**Aufgaben**
- 1) Bis auf welche Höhe führt die Abra de Barro Negro laut dem Text über die Busfahrt nach Cajamarca?
- 2) Gib aus dem Text über die Busfahrt nach Cajamarca den Teil zwischen „Als wir dann“ und „das seinesgleichen sucht!“ wortgetreu wieder, beide eingeschlossen.
- 3) Führe den Text über die Busfahrt nach Cajamarca ab der Stelle weiter, an der er endet.

Cajamarca.
Es ist noch dunkel, als am Montagmorgen um 4.50 Uhr der Wecker läutet. Aber uns bleibt keine Wahl: Wollen wir die geplante Etappe von Chachapoyas nach Cajamarca tagsüber hinter uns bringen, müssen wir spätestens um dreiviertel sechs am Busbahnhof sein – um sechs Uhr geht es nämlich bereits los. Eigentlich möchte man es nicht glauben, dass für eine Strecke von etwa 320 Kilometern über elf Stunden veranschlagt werden – doch wir werden in den folgenden Stunden noch sehen, warum. Zum Glück sind wir rechtzeitig am Terminal: Der Hostelbesitzer hat zwar bei der Busgesellschaft angerufen und zwei Plätze auf der rechten Seite für uns reserviert (wegen der besseren Aussicht), doch am Schalter weiß man davon nichts. Aber es sind noch nicht alle Plätze vergeben, also bekommen wir die Tickets, und zwar sogar noch für die gewünschte Seite.

Der Bus startet pünktlich. Die ersten gut zwei Stunden geht es den Utcubamba entlang flussaufwärts. Heizung? Fehlanzeige – es ist ganz schön kalt im Bus, trotz drei Schichten im Zwiebel-Look wird uns nicht richtig warm. Zum Glück gibt’s in Leymebamba, ganz oben im Utcubamba-Tal, eine Frühstückspause. Der Kaffee tut gut; und danach beginnt eine gut dreistündige Passage, die zu den spektakulärsten Straßenverbindungen zählt, die wir jemals irgendwo erlebt haben. Zunächst kurvt unser 3oer-Bus (ein regulärer Bus mit 50 Sitzplätzen hätte hier keine Chance) die schmale, einspurige Passstraße vom 2.200 Meter hoch liegenden Leymebamba etwa eine Stunde bergauf. Es geht höher und höher, die Vegetation wird immer karger, bis wir irgendwo in den Wolken verschwinden: Kein Wunder, die Abra de Barro Negro führt bis auf 3.678 Meter hinauf!

Als wir dann wieder bergab fahren und allmählich wieder aus dem dichten Nebel auftauchen, bekommen wir den Mund nicht mehr zu vor Staunen: Es entfaltet sich eine grandiose Bergwelt vor unseren Augen, ein majestätisches Panorama, das seinesgleichen sucht!

**Die Einträge**
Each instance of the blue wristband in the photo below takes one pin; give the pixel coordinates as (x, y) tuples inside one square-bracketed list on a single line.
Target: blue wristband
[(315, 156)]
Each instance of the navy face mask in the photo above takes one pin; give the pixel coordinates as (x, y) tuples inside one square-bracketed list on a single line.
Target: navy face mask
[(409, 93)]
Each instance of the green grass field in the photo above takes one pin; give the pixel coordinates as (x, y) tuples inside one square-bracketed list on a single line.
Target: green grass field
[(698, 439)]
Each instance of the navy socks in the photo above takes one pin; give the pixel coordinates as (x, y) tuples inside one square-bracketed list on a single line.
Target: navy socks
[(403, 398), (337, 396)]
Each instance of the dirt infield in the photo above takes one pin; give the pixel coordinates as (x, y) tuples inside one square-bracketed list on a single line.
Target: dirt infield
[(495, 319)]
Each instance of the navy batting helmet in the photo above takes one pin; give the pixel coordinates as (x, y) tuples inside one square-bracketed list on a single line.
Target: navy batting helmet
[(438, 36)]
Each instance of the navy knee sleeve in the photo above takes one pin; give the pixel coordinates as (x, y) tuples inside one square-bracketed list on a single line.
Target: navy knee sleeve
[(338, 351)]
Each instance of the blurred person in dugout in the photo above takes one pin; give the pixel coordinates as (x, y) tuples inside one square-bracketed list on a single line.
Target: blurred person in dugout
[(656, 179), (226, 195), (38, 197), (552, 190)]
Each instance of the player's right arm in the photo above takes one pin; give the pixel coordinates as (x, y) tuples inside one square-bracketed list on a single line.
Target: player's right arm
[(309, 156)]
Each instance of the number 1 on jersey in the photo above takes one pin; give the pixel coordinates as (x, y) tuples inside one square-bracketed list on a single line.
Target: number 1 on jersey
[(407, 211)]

**Die Ergebnisse**
- 1) Bis auf 3.678 Meter.

- 2)
Als wir dann wieder bergab fahren und allmählich wieder aus dem dichten Nebel auftauchen, bekommen wir den Mund nicht mehr zu vor Staunen: Es entfaltet sich eine grandiose Bergwelt vor unseren Augen, ein majestätisches Panorama, das seinesgleichen sucht!

- 3)
Beinahe zwei Stunden braucht der Bus für die Abfahrt – wir ziehen sämtliche Hüte vor dem Fahrer, der hier absolute Höchstleistung vollbringen muss. Die Bremsen werden gnadenlos beansprucht; Schwindelfreiheit ist Grundvoraussetzung, denn über weite Strecken gähnt rechts von uns ein kilometertiefer Abgrund, und links droht der blanke Fels. Vor jeder Kurve wird die Hupe betätigt – wenn wirklich einmal Gegenverkehr kommt, dann muss der rückwärts fahren und irgendwo an einer etwas breiteren Stelle halten, damit sich die beiden Fahrzeuge anschließend langsam und vorsichtig aneinander vorbeitasten können.

Hier selber Auto fahren – nein danke!!! Wir malen uns aus, wenn wir auf so einer Strecke mit einem Wohnmobil unterwegs wären… da hoffen wir lieber auf die Fahrkünste und das Konzentrationsvermögen des Bus-Chauffeurs.

Je weiter wir hinunter kommen, desto wärmer wird es – zuerst ziehen wir die Jacke aus, dann auch den langärmeligen Pullover. Die Vegetation wird karger; bis auf einen Streifen unten im Tal, der ist üppig grün.

Es ist das Tal des Marañón; vom Wasser des Flusses profitieren Natur und Mensch, der hier intensive Landwirtschaft betreiben kann.

Nach fast 3.000 Metern Talfahrt erreichen wir im tropisch heißen Balsas eine Brücke, überqueren den Marañón – um anschließend sofort wieder bergauf zu fahren. Durch Halbwüste, von Kakteen und dürren Sträuchern bestanden, geht es erneut auf mehr als 3.000 Meter hinauf.

Erst dahinter wird die Strecke allmählich etwas „zivilisierter“, denn die Provinzstadt Celendín liegt nur gut 400 Meter tiefer in einer Hochebene.

Hier stoppt der Bus am betriebseigenen Terminal: alles aussteigen, bitte! Was wir nicht gewusst haben: Die letzten zweieinhalb Stunden können wir mit einem großen, komfortableren Bus auf einer gut ausgebauten Straße zurücklegen. Durch anfänglich üppig grünes, später wieder trockeneres Hochland erreichen wir spätnachmittags Cajamarca, eine fast 300.000 Einwohner zählende Regionshauptstadt.

Ein Taxi bringt uns ins Hostal Turismo, wo wir uns über ein geräumiges, sauberes Zimmer freuen. Außer einem Abendessen brauchen wir heute nach diesem einmaligen, aber anstrengenden Elfeinhalb-Stunden-Trip nur noch Ruhe.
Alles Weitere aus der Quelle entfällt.